Stored records:
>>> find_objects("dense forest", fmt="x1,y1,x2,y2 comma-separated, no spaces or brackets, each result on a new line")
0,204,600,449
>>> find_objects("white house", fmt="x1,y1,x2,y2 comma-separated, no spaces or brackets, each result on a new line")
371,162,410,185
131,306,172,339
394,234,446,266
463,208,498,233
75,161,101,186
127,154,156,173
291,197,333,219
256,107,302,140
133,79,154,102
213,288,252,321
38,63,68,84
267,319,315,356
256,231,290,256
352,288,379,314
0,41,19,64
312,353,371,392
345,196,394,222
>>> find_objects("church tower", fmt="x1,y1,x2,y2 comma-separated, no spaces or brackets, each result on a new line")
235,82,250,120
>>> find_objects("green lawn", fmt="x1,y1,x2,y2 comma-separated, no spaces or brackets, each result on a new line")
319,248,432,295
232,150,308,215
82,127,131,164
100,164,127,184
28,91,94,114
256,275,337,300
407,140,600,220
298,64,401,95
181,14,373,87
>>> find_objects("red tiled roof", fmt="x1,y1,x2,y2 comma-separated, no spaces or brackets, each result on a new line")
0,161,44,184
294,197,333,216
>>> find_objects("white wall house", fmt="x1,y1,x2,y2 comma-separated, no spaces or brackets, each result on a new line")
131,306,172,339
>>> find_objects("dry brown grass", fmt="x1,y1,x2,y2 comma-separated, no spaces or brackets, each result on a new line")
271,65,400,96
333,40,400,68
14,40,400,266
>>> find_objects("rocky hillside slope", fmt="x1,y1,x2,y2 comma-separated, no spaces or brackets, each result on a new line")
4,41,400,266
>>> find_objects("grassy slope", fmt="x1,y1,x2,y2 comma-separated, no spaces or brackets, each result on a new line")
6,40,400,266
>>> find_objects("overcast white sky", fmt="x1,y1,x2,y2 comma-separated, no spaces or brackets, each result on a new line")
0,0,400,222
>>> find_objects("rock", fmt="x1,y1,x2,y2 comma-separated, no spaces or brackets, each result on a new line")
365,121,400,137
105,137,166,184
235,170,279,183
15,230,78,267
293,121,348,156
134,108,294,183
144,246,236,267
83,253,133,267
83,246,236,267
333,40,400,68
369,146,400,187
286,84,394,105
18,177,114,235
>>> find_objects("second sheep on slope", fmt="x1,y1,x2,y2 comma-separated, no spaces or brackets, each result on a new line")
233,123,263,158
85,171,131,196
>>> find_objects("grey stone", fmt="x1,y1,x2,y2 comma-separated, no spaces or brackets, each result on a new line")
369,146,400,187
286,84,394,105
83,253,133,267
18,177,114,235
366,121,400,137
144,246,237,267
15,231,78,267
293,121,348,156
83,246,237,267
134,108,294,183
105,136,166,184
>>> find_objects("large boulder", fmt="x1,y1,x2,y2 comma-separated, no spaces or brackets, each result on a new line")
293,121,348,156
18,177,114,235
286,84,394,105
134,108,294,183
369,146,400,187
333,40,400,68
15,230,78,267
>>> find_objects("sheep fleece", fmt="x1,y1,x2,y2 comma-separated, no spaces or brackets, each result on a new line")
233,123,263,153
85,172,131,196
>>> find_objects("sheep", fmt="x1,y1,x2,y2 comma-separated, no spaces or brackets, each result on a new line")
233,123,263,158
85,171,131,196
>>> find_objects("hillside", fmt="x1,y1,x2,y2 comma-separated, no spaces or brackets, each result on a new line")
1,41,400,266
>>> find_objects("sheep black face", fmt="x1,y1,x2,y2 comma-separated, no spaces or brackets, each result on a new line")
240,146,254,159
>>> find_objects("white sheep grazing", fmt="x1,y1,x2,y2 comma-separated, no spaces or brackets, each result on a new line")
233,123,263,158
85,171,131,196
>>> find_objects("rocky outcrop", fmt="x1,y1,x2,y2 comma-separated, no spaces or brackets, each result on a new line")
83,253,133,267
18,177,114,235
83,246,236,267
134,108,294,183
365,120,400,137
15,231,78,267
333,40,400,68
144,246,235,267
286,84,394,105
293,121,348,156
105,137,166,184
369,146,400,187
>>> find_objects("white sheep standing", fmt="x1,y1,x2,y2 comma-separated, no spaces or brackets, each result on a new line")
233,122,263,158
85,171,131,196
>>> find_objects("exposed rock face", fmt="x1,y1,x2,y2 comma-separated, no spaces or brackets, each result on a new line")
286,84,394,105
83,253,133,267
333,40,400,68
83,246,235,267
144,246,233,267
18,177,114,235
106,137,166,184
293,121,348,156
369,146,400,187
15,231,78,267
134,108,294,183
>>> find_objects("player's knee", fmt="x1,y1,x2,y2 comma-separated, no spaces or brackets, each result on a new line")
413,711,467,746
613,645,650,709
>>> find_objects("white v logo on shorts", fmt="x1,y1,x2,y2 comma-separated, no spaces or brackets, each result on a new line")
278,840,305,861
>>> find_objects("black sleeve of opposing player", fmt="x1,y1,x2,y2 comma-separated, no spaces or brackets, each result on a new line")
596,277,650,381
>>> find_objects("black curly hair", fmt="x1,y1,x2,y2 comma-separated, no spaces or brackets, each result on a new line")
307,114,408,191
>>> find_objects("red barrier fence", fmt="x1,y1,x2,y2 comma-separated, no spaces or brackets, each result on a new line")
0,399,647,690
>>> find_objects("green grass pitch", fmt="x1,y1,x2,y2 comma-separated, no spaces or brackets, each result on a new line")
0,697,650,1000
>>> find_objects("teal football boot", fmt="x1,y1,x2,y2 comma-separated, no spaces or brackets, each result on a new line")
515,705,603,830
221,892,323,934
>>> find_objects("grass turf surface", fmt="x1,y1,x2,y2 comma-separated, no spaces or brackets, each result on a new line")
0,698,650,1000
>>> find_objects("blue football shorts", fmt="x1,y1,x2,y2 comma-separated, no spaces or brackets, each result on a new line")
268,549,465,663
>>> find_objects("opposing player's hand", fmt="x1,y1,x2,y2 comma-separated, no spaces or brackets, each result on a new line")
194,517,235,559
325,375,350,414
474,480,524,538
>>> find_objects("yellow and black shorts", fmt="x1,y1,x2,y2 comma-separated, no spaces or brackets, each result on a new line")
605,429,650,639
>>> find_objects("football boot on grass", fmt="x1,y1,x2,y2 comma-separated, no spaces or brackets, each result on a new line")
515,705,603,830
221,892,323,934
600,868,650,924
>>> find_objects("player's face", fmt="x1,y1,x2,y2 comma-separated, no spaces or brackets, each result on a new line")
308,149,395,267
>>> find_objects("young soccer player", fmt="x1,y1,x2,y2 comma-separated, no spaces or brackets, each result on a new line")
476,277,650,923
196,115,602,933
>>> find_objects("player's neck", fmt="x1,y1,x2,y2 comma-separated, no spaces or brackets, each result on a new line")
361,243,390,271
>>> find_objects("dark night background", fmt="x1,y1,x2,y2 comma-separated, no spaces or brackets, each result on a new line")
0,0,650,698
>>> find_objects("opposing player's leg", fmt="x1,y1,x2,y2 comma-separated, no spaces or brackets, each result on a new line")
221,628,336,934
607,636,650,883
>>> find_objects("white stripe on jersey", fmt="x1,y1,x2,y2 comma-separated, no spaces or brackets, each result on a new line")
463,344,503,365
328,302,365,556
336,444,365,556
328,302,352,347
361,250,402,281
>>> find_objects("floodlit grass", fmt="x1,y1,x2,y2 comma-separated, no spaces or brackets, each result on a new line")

Work to do:
Reproduce the entire listing above line for line, with no changes.

Task solution:
>>> find_objects("dense forest", fmt="x1,y1,x2,y2 comma-separated, no spaces or brackets, each result on a new line")
0,204,600,449
>>> find_objects("white house", fmt="x1,y1,x2,y2 comma-separated, no spaces or brackets, each result on a new line")
371,162,410,185
131,306,172,339
394,234,446,266
463,208,498,233
75,161,101,186
127,154,156,173
291,197,333,219
256,107,302,140
133,79,154,102
213,288,252,321
38,63,68,84
267,319,315,356
256,231,290,256
352,288,379,314
0,41,19,64
312,353,371,392
345,196,394,222
>>> find_objects("church tower", fmt="x1,y1,x2,y2 comma-separated, no spaces or brackets, each result on a new line")
235,82,250,120
>>> find_objects("green lawn", fmt="x1,y1,x2,y2 comma-separated, no spaces or brackets, each result on a new line")
319,248,432,295
232,150,308,215
82,127,131,164
100,164,127,184
28,91,94,114
256,275,337,300
407,140,600,220
298,64,401,95
181,14,373,87
>>> find_objects("red tiled roof", fmt="x1,y1,x2,y2 comma-separated, no spaces or brackets, each result on a new line")
0,161,44,184
294,197,333,216
>>> find_objects("white wall house", fmt="x1,y1,x2,y2 comma-separated, no spaces or brackets, each result on a new line")
131,306,172,339
>>> find_objects("dry brown grass", fmt="x1,y1,x2,y2 comma-separated, no spaces or brackets, each result on a new line")
271,65,400,96
333,40,400,68
14,40,400,266
>>> find_objects("rocky hillside slope", fmt="x1,y1,x2,y2 comma-separated, no spaces or brackets, each result on a new line")
4,41,400,266
>>> find_objects("grassy slope", fmt="x1,y1,x2,y2 comma-separated, no spaces or brackets, each result on a new line")
6,40,400,266
>>> find_objects("overcast white sky", fmt="x1,y1,x2,y2 comma-separated, no spaces or brackets, each result on a new line")
0,0,400,222
>>> find_objects("rock", fmt="x1,y1,x2,y2 comma-separated, no spaces or brackets, each result on a new line")
365,121,400,137
105,137,166,184
235,170,279,183
15,230,78,267
293,121,348,156
134,108,294,183
144,246,236,267
83,253,133,267
83,246,236,267
333,40,400,68
369,146,400,187
286,84,394,105
18,177,114,235
>>> find_objects("second sheep on slope", fmt="x1,y1,x2,y2 comma-separated, no spaces or brackets, each result on a new line")
233,123,263,158
85,171,131,196
>>> find_objects("grey stone", fmt="x1,y1,x2,y2 comma-separated, no spaces or brackets, each result on a new line")
369,146,400,187
286,84,394,105
83,253,133,267
18,177,114,235
366,121,400,137
144,246,237,267
15,231,78,267
293,121,348,156
83,246,237,267
134,108,294,183
105,136,166,184
>>> find_objects("large boulder", fmt="x1,y1,x2,y2 comma-separated, no spaces or brackets, each result on a new line")
293,121,348,156
18,177,114,235
286,84,394,105
134,108,294,183
369,146,400,187
333,40,400,68
15,230,78,267
>>> find_objects("sheep fleece", fmt="x1,y1,x2,y2 comma-separated, no spaces or brackets, each result on a new line")
233,123,263,153
85,172,131,196
>>> find_objects("sheep", fmt="x1,y1,x2,y2 comma-separated, no spaces or brackets, each result on a new line")
233,123,263,158
85,171,131,196
>>> find_objects("hillside", fmt="x1,y1,x2,y2 comma-separated, no spaces or brackets, each result on a new line")
1,41,400,266
>>> find_objects("sheep black face", fmt="x1,y1,x2,y2 comma-separated, no spaces or brackets, each result on a new line")
240,146,254,159
>>> find_objects("white sheep grazing", fmt="x1,y1,x2,y2 comma-separated, no spaces or brackets, each result on a new line")
233,123,263,158
85,171,131,196
>>> find_objects("rocky outcrop", fmt="x1,y1,x2,y2 comma-separated, no spaces or brackets, each result on a new line")
83,253,133,267
18,177,114,235
83,246,236,267
134,108,294,183
365,120,400,137
15,231,78,267
333,40,400,68
144,246,235,267
286,84,394,105
293,121,348,156
105,137,166,184
369,146,400,187
>>> find_objects("white sheep standing", fmt="x1,y1,x2,y2 comma-separated, no spaces or brackets, each result on a new line")
233,122,263,158
85,171,131,196
>>> find_objects("exposed rock face", fmt="x1,y1,x2,y2 comma-separated, no spaces or brackets, each result on a new line")
286,84,394,105
83,253,133,267
333,40,400,68
83,246,235,267
144,246,233,267
18,177,114,235
106,137,166,184
293,121,348,156
369,146,400,187
15,231,78,267
134,108,294,183
>>> find_objects("player's knee", fmt="x1,y1,x2,y2 comma-separated, no spaces or brackets, each result on a new line")
413,711,467,746
613,645,650,709
>>> find_objects("white v logo on shorts", fmt="x1,y1,x2,y2 comma-separated, no spaces or brackets, each result on a new line")
278,840,305,861
>>> find_objects("black sleeve of opposing player", fmt="x1,y1,x2,y2 comma-separated, no spaces or brackets, each result on a new line")
596,277,650,381
>>> find_objects("black curly hair", fmt="x1,y1,x2,y2 comma-separated, no spaces or brackets, each result on a new line")
307,114,408,191
>>> find_objects("red barrier fence", fmt="x1,y1,x2,y2 comma-separated, no spaces or brackets, each result on a new line")
0,399,647,690
>>> find_objects("green grass pitch", fmt="x1,y1,x2,y2 comma-separated, no spaces or brackets, each result on a new line")
0,697,650,1000
>>> find_objects("teal football boot", fmt="x1,y1,x2,y2 comma-separated, no spaces or brackets, each result on a new line")
515,705,603,830
221,892,323,934
>>> find_objects("grass turf surface", fmt="x1,y1,x2,y2 comma-separated, no spaces or brackets, each result on a new line")
0,698,650,1000
>>> find_objects("blue football shorts", fmt="x1,y1,x2,y2 comma-separated, no spaces or brackets, each result on a new line")
268,549,465,663
>>> find_objects("opposing player's hand", fmt="x1,y1,x2,y2 comma-separated, no spaces or brackets, each result on a new line")
194,517,235,559
325,375,350,414
474,480,524,538
>>> find_objects("yellow and black shorts", fmt="x1,y1,x2,y2 comma-separated, no spaces or brackets, each result on a new line")
605,429,650,639
>>> find_objects("football boot on grass", fmt="x1,y1,x2,y2 comma-separated, no spaces or brackets, each result on a new line")
515,705,603,830
221,892,323,934
600,868,650,924
>>> find_objects("player's face", fmt="x1,y1,x2,y2 comma-separated, no spaces or brackets, each result on a new line")
308,149,395,267
>>> find_objects("young soccer player", fmt="x1,y1,x2,y2 comma-separated, no spaces or brackets, each result on a new line")
476,277,650,923
196,115,602,933
>>> find_objects("player's neck", fmt="x1,y1,x2,y2 comma-separated, no spaces or brackets, each result on a new line")
361,243,390,271
>>> find_objects("dark night background", fmt="x1,y1,x2,y2 comma-separated, no spaces or brackets, each result on a new line")
0,0,650,698
>>> find_objects("opposing player's leg", fmt="x1,y1,x2,y2 comma-separated, no spaces or brackets, each result on a new line")
221,628,336,934
607,636,650,883
>>> find_objects("white stripe on jersey", fmt="x1,y1,x2,y2 comma-separated, no spaces or brackets, each result on a new line")
463,344,503,365
328,302,365,556
336,444,365,556
328,302,352,347
361,250,402,281
>>> find_objects("floodlit grass", fmt="x1,y1,x2,y2 comma-separated, no spaces or brackets, each result on a new line")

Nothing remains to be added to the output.